Les scientifiques sont formels : la sieste a de nombreux bienfaits sur les performances cognitives.
©Reuters

Ron pchiiiii

Selon des études scientifiques concordantes, la sieste augmenterait la vigilance, la mémoire, améliorerait l'humeur et les capacités mentales. Pourtant, la sieste au travail reste une pratique taboue en France. Pour longtemps encore ?

La sieste ? Que c'est bon ! Et les scientifiques le confirment dans une récente étude. Alors pourquoi s'en priver ?

"Une sieste de 60 minutes améliore la vigilance pendant 10 heures."

La sieste a en effet de nombreux bienfaits sur les performances cognitives : augmentation de la vigilance, amélioration de l'humeur, meilleur sommeil pendant la nuit, amélioration des capacités mentales... Selon les études, 2 à 5 minutes de sieste suffisent à requinquer et 5 à 20 minutes de sieste renforcent les habiletés motrices et la performance. De surcroit, la sieste diminue les risques psychosociaux, limite l'absentéisme et prévient les accidents du travail, souvent dus au surmenage et à la somnolence.

Les données concordent au point que la question fait maintenant consensus : il est admis que la sieste rend productif. "Tous les neurologues du sommeil vous le diront. Le fait d'instaurer un système de sieste dans les entreprises est en tous points bénéfique", remarque le neurologue Christophe Petiau sur le site du Figaro. De nombreux pays ont tiré les leçons de cet état de fait, et acceptent, voire promeuvent, la sieste au bureau : "Dans les pays anglo-saxons et en Afrique, cette pratique est énormément répandue dans les entreprises, et les employés ont complètement apprivoisé la sieste au travail", souligne le spécialiste.

Infographie comparative des pratiques de sieste dans différents pays. La loi islamique recommande la sieste. Elle est fréquente en Inde, en Chine et à Taïwan.

**TÂCHE COURTE:** Dans l'article sur la sieste ci-dessus, reformulez sous forme de liste le paragraphe qui commence par « La sieste a en effet de nombreux bienfaits » en conservant ses faits principaux.

**DONNÉES FOURNIES:**
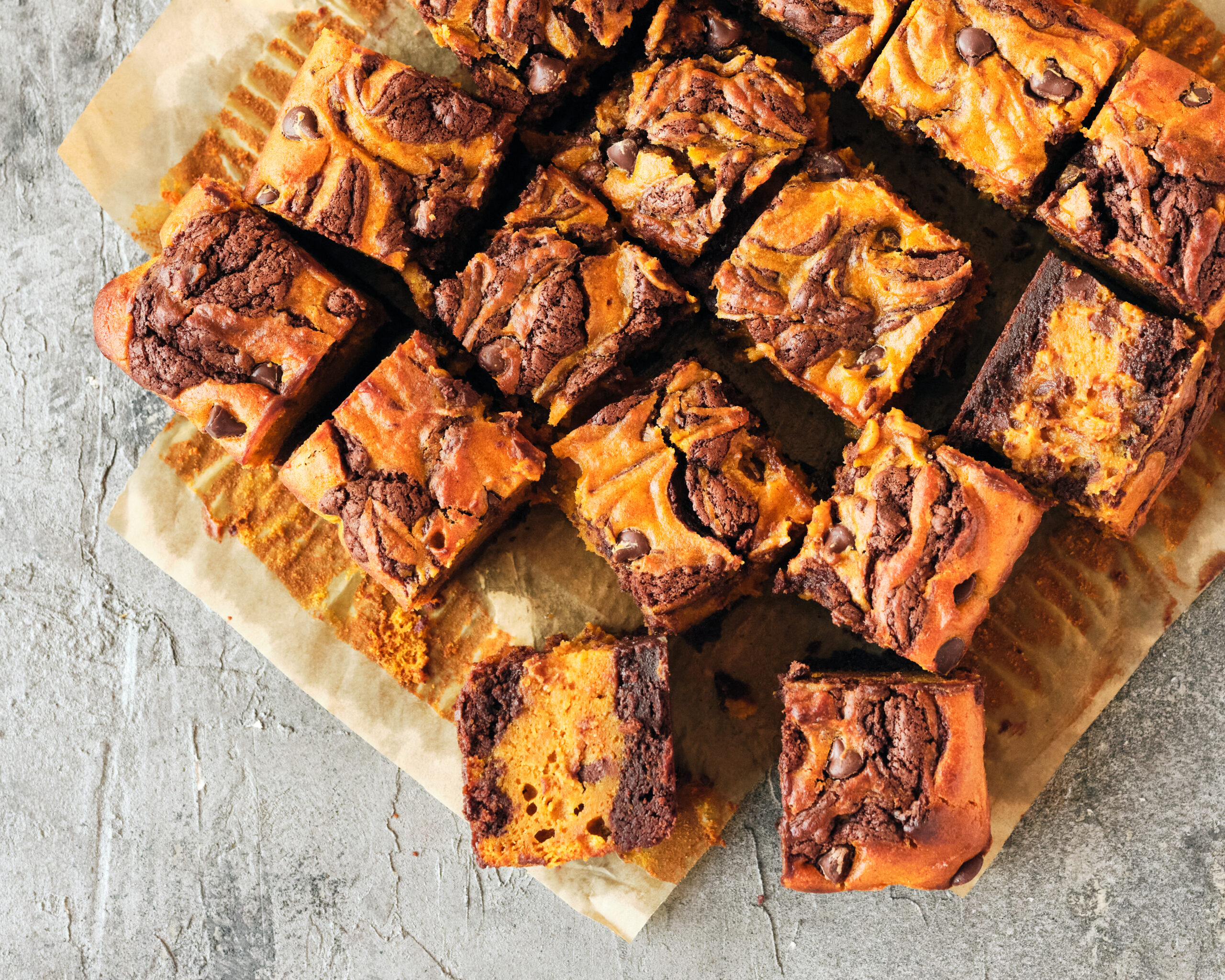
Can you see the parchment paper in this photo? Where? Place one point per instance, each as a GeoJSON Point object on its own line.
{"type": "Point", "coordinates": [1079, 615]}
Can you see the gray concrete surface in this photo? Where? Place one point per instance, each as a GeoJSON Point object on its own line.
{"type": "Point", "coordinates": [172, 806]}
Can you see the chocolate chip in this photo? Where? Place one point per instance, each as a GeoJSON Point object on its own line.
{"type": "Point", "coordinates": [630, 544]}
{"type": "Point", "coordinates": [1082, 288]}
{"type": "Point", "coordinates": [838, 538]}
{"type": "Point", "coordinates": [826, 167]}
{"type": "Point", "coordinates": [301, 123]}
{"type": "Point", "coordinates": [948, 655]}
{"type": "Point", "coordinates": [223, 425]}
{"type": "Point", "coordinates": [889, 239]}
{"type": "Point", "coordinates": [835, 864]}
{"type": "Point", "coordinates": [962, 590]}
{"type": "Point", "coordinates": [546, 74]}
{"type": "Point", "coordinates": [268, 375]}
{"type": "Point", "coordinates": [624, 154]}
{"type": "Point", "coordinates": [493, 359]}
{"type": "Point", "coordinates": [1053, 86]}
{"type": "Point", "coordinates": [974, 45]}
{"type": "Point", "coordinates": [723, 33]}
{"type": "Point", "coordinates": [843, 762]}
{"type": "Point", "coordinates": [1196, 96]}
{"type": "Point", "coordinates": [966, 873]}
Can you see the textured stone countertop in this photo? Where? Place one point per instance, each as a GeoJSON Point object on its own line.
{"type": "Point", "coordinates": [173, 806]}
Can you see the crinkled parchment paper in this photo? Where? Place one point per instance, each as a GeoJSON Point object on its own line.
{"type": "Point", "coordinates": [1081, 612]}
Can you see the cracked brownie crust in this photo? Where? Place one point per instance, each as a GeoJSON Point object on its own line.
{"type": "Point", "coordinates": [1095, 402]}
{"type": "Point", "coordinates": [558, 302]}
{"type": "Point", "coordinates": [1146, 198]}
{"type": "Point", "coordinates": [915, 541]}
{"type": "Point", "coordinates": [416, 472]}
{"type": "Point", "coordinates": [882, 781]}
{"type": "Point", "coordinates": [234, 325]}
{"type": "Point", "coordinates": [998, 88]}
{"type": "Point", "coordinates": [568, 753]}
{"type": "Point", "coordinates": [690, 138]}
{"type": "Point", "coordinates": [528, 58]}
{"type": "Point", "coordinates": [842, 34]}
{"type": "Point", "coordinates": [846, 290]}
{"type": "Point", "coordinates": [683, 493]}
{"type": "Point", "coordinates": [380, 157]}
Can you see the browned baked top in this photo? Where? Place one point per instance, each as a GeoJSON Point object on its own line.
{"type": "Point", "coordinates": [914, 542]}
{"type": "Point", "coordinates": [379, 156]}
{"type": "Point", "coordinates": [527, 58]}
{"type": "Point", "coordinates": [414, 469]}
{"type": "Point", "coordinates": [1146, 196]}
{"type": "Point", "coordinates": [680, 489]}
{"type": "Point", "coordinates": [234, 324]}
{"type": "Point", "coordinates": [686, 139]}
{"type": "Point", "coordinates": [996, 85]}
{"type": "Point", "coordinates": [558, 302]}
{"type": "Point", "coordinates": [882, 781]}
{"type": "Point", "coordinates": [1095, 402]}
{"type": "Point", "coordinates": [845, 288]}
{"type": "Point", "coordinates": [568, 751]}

**RÉPONSE RÉDIGÉE:**
- Bienfaits de la sieste sur les performances cognitives : vigilance accrue, humeur améliorée, meilleur sommeil la nuit, capacités mentales améliorées.
- 2 à 5 minutes de sieste suffisent à requinquer.
- 5 à 20 minutes de sieste renforcent les habiletés motrices et la performance.
- La sieste diminue les risques psychosociaux.
- Elle limite l'absentéisme.
- Elle prévient les accidents du travail, souvent dus au surmenage et à la somnolence.